REQUIRED WORK:
(a) In the forum thread, what does 'FF' become in UTF-8?
(b) Please repeat the part of the forum thread starting at "data = handle.readAll()" and ending at "steps should work.".
==== TEXT EXTRACT ====
This is a read-only snapshot of the ComputerCraft forums, taken in April 2020.
daviga404's profile picture

[1.6.4/CC1.57] File obtained via HTTP differs from original

Started by daviga404, 14 December 2013 - 05:16 PM
daviga404 #1
Posted 14 December 2013 - 06:16 PM
ComputerCraft Version Info:
1.57 Client/1.57 Server

Description of Bug:
When using the HTTP API to download a file from a web server and process the data, certain bytes in the data differ from the original and new bytes are added in their place. This can be observed through the string.byte function built into Lua, as the bytes can be iterated and printed as integers through this function.

An example of this is a file containing the bytes (represented as hex):
FF FF FF F6

When generating a string containing these bytes in ComputerCraft through Lua's inbuilt string functions, they produce the correct results when converted back into integral representations of bytes. However, if this file is hosted on a web server and obtained using code such as the following:

handle = http.get("http://website.com/file.txt")
data = handle.readAll()
the bytes appear to differ from the original ones in the file.

Steps to reproduce:
  1. Create a file on a web server containing the bytes (represented as hex)
  2. FF FF FF F6
  3. Read the file using the http API of ComputerCraft and store the data into a variable
  4. Convert the data to an array of bytes represented as integers (can be done using string.byte(variable, 1, -1))
  5. Print out the data, and compare it to the integer representations of the original data
I have created a script which can be used to carry out these steps here, but any script to reproduce these steps should work.
distantcam #2
Posted 14 December 2013 - 09:19 PM
The problem here is that ComputerCraft is "helpfully" converting your download to a string, according to the encoding given by the server.

In your case the URL you're using is returning UTF-8 as the encoding. In UTF-8 'FF' becomes 'C3BF' and 'F6' becomes 'C3B6'. See http://www.utf8-chartable.de/

The best way to solve this would be to have the web file return the values as a string, as in "FF" the string, not 'FF' the byte, or if you can control the encoding header of the servers result changing it to UTF-7 or ASCII.
Edited on 14 December 2013 - 08:22 PM
==== INFORMATION PROVIDED ====
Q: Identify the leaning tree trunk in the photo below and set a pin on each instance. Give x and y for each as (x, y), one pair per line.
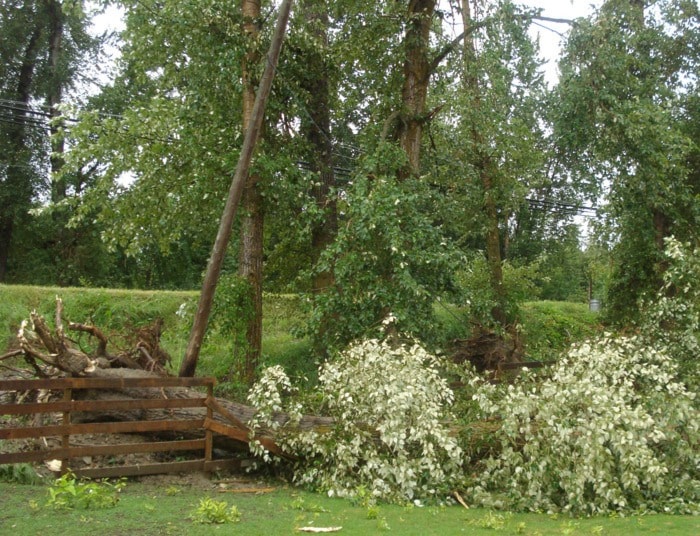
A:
(253, 215)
====
EXPECTED RESULTS:
(a) C3BF

(b)
data = handle.readAll()
the bytes appear to differ from the original ones in the file.

Steps to reproduce:
  1. Create a file on a web server containing the bytes (represented as hex)
  2. FF FF FF F6
  3. Read the file using the http API of ComputerCraft and store the data into a variable
  4. Convert the data to an array of bytes represented as integers (can be done using string.byte(variable, 1, -1))
  5. Print out the data, and compare it to the integer representations of the original data
I have created a script which can be used to carry out these steps here, but any script to reproduce these steps should work.